(REQUIREMENTS) Please copy the records from the line holding "Mark the region of every instance of the concrete" through the line holding "230], [199, 230]]", inclusive, switching "concrete step" to "stone step" and leaving everything else unchanged.

Entries from a dataset
::::::::::

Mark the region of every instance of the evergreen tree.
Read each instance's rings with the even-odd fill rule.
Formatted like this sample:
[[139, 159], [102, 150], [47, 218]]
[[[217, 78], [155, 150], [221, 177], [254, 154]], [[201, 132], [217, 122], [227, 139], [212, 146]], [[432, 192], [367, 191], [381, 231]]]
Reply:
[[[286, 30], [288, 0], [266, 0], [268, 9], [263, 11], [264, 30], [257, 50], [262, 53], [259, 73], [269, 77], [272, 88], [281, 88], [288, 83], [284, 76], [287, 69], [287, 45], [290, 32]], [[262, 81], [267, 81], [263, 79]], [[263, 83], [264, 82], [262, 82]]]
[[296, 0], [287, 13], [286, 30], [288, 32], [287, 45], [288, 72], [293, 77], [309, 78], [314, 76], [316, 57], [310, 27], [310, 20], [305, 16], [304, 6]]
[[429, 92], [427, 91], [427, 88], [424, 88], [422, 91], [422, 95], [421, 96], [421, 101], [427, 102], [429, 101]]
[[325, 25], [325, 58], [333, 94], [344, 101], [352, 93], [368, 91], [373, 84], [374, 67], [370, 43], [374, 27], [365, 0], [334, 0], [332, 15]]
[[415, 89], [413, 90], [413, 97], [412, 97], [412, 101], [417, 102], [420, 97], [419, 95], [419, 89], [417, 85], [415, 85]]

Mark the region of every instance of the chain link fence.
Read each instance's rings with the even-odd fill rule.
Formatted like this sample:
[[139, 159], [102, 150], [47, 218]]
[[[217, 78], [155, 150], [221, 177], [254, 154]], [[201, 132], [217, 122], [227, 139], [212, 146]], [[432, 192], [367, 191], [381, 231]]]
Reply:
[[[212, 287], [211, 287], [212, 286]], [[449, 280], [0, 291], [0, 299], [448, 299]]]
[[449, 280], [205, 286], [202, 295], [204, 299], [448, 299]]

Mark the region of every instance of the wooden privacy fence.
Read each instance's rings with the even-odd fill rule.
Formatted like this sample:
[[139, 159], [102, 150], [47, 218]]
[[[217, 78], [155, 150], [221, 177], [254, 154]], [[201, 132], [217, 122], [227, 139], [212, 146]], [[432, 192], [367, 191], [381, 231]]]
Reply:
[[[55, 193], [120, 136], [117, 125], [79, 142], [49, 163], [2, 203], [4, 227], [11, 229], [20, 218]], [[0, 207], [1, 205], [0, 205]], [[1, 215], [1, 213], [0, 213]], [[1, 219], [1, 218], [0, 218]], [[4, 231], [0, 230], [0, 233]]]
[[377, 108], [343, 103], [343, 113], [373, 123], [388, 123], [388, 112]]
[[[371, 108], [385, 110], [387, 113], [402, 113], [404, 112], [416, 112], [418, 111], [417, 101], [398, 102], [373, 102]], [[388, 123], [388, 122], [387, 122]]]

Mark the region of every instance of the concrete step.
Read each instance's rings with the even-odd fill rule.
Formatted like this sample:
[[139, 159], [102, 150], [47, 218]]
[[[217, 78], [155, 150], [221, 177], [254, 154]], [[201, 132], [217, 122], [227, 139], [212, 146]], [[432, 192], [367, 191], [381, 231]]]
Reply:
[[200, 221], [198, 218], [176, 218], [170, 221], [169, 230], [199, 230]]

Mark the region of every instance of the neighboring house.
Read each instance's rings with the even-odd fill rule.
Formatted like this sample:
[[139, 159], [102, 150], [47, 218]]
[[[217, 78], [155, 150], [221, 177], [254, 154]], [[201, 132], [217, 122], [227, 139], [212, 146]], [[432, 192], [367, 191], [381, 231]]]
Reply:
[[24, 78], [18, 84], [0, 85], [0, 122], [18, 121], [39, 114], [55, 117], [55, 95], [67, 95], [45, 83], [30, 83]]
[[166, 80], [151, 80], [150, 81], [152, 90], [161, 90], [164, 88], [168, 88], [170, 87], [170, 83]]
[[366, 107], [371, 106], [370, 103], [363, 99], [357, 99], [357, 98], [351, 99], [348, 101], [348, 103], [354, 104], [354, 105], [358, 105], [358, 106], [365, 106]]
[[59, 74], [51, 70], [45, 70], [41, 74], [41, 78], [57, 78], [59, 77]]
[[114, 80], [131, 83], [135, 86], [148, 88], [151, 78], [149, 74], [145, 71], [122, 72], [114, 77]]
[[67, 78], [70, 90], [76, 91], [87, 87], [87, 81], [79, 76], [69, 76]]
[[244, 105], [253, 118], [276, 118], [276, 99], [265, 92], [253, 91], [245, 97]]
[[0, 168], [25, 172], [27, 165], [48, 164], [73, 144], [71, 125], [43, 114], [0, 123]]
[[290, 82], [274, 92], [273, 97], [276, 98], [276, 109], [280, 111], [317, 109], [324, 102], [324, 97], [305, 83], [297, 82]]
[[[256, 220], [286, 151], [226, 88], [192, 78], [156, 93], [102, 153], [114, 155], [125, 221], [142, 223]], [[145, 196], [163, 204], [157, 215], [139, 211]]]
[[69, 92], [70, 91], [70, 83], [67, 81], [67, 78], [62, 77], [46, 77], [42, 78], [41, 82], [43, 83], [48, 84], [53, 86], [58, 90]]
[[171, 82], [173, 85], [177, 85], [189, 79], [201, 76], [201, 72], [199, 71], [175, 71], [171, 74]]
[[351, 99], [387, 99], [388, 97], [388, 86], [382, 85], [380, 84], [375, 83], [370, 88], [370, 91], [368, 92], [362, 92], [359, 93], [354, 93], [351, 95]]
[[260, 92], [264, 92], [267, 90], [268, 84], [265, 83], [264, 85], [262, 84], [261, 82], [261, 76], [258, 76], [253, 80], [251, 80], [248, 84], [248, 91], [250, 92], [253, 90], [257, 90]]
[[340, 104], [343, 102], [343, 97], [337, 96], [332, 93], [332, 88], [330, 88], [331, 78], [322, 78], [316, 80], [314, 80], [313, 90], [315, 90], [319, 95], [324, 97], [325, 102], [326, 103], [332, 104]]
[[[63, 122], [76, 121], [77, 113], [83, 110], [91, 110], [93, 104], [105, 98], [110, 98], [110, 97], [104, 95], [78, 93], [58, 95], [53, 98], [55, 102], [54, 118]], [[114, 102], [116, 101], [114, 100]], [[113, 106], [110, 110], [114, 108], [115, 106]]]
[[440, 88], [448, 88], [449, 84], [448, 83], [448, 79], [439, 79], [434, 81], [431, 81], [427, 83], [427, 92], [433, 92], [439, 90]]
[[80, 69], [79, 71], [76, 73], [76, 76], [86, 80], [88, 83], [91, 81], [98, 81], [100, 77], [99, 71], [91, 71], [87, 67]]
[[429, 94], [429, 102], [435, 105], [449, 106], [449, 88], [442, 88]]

::::::::::

(WRITTEN SOLUTION)
Mark the region of every instance of the stone step.
Read each instance's rings with the even-odd fill rule.
Formatted like this sample:
[[139, 159], [102, 150], [47, 218]]
[[[217, 78], [155, 150], [221, 177], [254, 154]], [[201, 132], [217, 122], [227, 139], [212, 146]], [[432, 192], [367, 191], [381, 231]]]
Reply:
[[200, 221], [198, 218], [176, 218], [170, 221], [169, 230], [199, 230]]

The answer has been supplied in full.